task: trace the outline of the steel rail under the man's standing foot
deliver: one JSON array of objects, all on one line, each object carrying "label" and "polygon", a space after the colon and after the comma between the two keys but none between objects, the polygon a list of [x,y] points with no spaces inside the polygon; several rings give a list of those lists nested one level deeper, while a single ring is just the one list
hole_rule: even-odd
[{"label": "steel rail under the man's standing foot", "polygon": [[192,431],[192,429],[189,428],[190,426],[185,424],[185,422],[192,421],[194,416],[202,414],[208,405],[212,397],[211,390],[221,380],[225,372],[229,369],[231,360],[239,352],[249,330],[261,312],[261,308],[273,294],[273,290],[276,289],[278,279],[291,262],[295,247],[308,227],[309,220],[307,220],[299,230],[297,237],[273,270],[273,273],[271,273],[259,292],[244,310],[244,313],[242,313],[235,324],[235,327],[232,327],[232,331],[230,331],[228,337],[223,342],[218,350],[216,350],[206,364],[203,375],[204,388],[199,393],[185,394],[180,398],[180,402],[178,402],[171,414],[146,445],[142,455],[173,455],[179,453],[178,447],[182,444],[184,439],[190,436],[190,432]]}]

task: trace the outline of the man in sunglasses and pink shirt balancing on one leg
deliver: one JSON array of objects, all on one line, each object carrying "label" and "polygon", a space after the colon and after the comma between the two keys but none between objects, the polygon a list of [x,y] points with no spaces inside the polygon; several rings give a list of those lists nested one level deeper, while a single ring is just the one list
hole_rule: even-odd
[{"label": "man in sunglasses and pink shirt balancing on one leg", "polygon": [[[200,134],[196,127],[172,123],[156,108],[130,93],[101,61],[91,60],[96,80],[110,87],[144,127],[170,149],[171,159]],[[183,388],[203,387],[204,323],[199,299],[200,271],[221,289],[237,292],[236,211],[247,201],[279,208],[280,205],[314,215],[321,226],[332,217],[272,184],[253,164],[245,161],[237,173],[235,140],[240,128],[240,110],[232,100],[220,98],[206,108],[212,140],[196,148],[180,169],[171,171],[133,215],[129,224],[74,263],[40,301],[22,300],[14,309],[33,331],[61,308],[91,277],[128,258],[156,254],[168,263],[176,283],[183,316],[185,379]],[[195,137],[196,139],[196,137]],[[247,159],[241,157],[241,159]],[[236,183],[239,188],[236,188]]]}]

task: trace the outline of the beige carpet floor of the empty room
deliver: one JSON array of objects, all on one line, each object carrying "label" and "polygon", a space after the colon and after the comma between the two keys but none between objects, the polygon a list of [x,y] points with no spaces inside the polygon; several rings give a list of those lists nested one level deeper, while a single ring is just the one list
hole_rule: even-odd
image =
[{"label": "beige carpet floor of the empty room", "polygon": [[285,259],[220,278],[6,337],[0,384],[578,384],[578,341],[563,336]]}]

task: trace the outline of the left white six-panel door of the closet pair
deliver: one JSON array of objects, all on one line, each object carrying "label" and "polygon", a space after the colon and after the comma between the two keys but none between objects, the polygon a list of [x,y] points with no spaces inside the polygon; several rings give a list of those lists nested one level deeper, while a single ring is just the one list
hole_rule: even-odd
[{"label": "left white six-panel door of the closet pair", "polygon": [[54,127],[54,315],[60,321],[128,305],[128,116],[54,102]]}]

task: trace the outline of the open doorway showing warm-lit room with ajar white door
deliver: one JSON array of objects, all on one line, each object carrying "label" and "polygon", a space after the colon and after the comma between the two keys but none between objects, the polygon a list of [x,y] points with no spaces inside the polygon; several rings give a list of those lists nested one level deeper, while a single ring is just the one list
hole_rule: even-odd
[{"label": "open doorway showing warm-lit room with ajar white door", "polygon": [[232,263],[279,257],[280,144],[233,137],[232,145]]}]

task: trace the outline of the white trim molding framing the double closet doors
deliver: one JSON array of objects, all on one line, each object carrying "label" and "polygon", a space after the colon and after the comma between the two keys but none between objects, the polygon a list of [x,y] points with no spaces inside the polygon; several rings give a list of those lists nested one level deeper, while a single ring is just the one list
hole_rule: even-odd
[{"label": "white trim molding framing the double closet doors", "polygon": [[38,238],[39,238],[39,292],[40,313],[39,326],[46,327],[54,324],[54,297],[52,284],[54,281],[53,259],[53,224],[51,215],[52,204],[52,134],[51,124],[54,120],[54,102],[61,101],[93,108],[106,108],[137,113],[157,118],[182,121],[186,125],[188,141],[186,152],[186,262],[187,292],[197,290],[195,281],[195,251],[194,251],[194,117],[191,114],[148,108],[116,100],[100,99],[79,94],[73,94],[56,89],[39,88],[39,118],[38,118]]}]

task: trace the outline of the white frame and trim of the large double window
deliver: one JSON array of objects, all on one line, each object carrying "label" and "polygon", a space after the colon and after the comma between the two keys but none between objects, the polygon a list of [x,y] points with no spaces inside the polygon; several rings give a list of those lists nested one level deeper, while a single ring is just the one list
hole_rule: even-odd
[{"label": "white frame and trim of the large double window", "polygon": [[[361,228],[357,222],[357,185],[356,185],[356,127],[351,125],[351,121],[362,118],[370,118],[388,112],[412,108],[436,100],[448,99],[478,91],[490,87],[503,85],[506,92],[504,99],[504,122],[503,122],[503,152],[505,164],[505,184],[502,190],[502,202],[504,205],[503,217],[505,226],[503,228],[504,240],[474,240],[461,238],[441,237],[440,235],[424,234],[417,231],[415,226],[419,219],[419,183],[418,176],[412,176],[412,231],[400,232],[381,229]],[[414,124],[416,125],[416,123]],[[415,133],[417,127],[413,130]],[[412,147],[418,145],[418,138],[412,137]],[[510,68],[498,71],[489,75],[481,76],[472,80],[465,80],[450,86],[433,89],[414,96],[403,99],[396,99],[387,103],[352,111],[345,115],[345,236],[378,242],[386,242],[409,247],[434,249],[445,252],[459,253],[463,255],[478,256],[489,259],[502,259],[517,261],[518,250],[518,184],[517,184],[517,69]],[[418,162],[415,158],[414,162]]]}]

--

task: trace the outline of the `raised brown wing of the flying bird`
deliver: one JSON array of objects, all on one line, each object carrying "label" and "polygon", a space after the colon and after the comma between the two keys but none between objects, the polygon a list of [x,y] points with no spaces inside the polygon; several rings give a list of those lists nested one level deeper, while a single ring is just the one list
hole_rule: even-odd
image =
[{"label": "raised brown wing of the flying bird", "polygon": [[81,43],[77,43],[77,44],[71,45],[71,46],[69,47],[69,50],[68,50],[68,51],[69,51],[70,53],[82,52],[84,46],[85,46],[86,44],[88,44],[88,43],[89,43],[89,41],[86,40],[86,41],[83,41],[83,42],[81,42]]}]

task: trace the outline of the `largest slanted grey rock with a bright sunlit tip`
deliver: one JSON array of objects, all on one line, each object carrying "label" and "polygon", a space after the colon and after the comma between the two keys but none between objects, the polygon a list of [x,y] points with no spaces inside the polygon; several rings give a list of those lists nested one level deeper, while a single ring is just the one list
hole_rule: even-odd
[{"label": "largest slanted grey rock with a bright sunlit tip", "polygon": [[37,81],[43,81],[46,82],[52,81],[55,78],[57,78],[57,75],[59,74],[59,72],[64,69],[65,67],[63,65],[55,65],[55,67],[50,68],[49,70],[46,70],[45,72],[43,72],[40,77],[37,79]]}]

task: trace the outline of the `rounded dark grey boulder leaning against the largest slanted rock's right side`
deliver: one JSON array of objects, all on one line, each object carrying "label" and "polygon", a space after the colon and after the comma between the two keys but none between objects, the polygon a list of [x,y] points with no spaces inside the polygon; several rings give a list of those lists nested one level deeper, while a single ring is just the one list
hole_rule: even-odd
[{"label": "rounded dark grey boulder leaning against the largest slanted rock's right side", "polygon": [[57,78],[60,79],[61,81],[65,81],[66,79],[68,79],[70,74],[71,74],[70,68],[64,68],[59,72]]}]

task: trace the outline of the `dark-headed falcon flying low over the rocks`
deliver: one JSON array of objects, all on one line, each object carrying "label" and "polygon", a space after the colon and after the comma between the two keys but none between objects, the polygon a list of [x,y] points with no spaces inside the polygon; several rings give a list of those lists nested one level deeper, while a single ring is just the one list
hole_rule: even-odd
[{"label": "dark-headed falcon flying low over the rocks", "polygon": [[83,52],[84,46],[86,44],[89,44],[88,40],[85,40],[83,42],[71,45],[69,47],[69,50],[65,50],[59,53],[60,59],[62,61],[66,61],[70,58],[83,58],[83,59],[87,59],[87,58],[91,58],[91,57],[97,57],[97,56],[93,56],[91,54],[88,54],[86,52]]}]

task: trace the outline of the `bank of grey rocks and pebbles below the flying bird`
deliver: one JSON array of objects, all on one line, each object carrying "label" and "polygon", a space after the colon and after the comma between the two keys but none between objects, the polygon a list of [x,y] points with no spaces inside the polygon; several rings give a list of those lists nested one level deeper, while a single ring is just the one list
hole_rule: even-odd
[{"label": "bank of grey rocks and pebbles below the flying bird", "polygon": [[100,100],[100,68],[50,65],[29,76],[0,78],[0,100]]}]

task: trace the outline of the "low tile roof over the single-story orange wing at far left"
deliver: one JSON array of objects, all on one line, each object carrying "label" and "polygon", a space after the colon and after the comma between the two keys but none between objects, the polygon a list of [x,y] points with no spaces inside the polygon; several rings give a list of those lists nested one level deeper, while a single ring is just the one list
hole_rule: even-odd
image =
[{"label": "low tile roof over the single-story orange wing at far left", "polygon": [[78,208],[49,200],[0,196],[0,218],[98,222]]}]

--

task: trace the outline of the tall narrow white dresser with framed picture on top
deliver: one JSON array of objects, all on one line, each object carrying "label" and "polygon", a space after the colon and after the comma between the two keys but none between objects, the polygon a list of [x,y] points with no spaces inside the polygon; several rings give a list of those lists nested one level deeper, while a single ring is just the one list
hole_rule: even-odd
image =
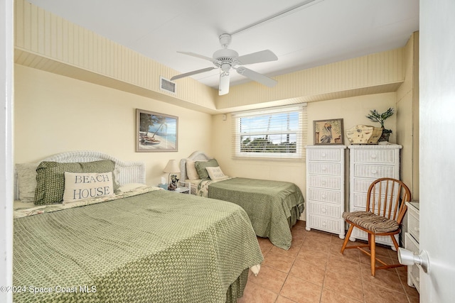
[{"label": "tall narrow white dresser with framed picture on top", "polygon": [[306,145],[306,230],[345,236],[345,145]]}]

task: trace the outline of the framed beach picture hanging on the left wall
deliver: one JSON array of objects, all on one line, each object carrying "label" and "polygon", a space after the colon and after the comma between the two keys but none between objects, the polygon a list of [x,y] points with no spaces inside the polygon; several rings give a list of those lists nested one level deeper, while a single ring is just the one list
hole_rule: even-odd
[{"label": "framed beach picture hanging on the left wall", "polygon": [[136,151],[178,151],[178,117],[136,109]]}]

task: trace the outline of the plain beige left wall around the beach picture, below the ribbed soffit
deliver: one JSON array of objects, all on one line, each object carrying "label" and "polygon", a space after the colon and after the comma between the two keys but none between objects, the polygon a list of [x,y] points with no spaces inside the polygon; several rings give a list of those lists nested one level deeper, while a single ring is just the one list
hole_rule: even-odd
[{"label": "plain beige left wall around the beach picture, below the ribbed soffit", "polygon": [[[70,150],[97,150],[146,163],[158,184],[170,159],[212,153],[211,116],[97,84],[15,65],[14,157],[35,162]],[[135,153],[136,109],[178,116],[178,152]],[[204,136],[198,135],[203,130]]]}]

Exercise requirements: Proceeding from the line containing "task: trace the outline of the steel" through the line containing "task: trace the outline of the man", transcribe the lines above exactly, both end lines included.

Completed exercise:
task: trace the outline of the steel rail under the man's standing foot
deliver: one JSON array of objects, all on one line, each object carrying "label" and "polygon", a space after the colon and after the comma between the two keys but none between objects, the polygon a list of [x,y] points with no spaces inside the polygon; several rings give a list of those lists nested one level deeper, while a single ring is just the one list
hole_rule: even-odd
[{"label": "steel rail under the man's standing foot", "polygon": [[192,431],[192,429],[189,428],[190,426],[185,424],[185,422],[192,421],[194,416],[202,414],[208,405],[212,397],[211,390],[221,380],[225,372],[229,369],[231,360],[239,352],[249,330],[261,312],[261,308],[273,294],[273,290],[276,289],[278,279],[291,262],[295,247],[308,227],[309,220],[307,220],[299,230],[297,237],[273,270],[273,273],[271,273],[259,292],[244,310],[244,313],[242,313],[235,324],[235,327],[232,327],[232,331],[230,331],[228,337],[223,342],[218,350],[216,350],[206,364],[203,375],[204,388],[199,393],[185,394],[180,398],[180,402],[178,402],[171,414],[146,445],[142,455],[173,455],[179,453],[178,447],[182,444],[184,439],[190,436],[190,432]]}]

task: trace the outline of the man in sunglasses and pink shirt balancing on one leg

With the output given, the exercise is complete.